[Records to process]
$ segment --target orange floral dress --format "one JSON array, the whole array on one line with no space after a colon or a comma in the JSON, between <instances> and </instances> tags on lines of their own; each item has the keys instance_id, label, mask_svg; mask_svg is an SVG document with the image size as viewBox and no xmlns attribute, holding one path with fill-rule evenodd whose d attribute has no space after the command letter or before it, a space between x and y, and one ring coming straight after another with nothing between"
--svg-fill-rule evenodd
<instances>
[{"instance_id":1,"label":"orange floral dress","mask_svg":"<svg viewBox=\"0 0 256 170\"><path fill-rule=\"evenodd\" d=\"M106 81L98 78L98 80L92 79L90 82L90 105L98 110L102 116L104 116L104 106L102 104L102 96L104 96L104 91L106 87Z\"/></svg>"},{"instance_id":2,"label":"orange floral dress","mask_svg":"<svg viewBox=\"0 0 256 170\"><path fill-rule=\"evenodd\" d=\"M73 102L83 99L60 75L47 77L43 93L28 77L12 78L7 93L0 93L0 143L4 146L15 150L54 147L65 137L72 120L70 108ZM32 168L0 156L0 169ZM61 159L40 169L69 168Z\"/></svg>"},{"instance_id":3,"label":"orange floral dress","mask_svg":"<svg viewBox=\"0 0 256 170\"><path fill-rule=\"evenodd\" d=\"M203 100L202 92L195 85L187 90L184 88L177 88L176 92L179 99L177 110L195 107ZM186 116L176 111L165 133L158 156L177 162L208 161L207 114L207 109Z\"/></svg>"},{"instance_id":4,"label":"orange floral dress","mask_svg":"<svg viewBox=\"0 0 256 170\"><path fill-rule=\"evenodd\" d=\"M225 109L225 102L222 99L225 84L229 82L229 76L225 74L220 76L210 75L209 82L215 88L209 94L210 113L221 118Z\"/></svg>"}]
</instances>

* * *

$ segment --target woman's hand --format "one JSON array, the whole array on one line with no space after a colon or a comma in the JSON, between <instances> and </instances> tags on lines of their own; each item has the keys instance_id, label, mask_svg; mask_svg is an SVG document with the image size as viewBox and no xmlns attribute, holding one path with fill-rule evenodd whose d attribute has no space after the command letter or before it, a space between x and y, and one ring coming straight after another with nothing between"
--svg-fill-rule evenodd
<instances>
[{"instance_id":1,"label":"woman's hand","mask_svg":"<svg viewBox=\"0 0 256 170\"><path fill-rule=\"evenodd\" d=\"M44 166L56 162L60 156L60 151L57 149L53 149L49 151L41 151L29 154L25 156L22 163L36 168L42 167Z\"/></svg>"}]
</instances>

--

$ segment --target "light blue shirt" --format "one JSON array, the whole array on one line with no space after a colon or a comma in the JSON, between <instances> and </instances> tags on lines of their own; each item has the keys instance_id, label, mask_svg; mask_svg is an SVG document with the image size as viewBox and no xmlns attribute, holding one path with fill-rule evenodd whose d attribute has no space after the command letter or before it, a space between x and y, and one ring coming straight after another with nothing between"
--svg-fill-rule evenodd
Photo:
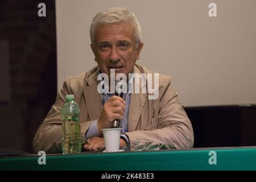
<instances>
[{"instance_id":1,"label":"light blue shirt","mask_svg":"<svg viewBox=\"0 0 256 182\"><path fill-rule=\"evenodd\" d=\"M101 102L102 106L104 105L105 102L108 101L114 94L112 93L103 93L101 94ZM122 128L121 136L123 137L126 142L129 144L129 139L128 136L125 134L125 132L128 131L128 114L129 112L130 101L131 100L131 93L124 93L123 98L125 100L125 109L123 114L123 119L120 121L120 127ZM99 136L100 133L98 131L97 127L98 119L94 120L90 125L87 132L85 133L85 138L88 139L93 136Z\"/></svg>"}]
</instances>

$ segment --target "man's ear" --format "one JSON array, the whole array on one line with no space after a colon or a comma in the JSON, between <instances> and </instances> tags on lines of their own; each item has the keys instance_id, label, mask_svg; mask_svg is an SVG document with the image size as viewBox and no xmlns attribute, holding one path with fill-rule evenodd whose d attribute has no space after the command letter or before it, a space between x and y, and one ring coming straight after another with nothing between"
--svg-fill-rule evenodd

[What you will do] Identify every line in the records above that contains the string "dress", treating case as significant, and copy each such line in full.

[Exercise answer]
$ segment --target orange floral dress --format "one JSON array, the whole array on one line with no space after a colon or a comma in the JSON, between <instances> and </instances> tags on lines of their own; each item has the keys instance_id, label, mask_svg; mask_svg is an SVG document with the image size as viewBox and no xmlns attribute, holding one path with fill-rule evenodd whose d attribute has no space after the command letter or before it, a space between x and y, and one ring coming straight after another with nothing between"
[{"instance_id":1,"label":"orange floral dress","mask_svg":"<svg viewBox=\"0 0 256 170\"><path fill-rule=\"evenodd\" d=\"M106 81L98 78L98 80L92 79L90 82L90 105L98 110L102 116L104 116L104 106L102 104L102 96L104 96L104 91L106 87Z\"/></svg>"},{"instance_id":2,"label":"orange floral dress","mask_svg":"<svg viewBox=\"0 0 256 170\"><path fill-rule=\"evenodd\" d=\"M73 102L83 99L60 75L47 77L43 93L28 77L12 78L7 93L0 93L0 143L4 146L15 150L54 147L65 137L72 120L70 108ZM32 168L0 156L0 169ZM61 159L40 169L69 168Z\"/></svg>"},{"instance_id":3,"label":"orange floral dress","mask_svg":"<svg viewBox=\"0 0 256 170\"><path fill-rule=\"evenodd\" d=\"M203 100L202 92L195 85L187 90L184 88L177 88L176 92L179 99L177 110L195 107ZM186 116L176 111L165 133L158 156L177 162L208 161L207 114L207 109Z\"/></svg>"},{"instance_id":4,"label":"orange floral dress","mask_svg":"<svg viewBox=\"0 0 256 170\"><path fill-rule=\"evenodd\" d=\"M225 109L225 102L222 99L225 84L229 82L229 76L225 74L220 76L210 75L209 82L215 88L209 94L210 113L221 118Z\"/></svg>"}]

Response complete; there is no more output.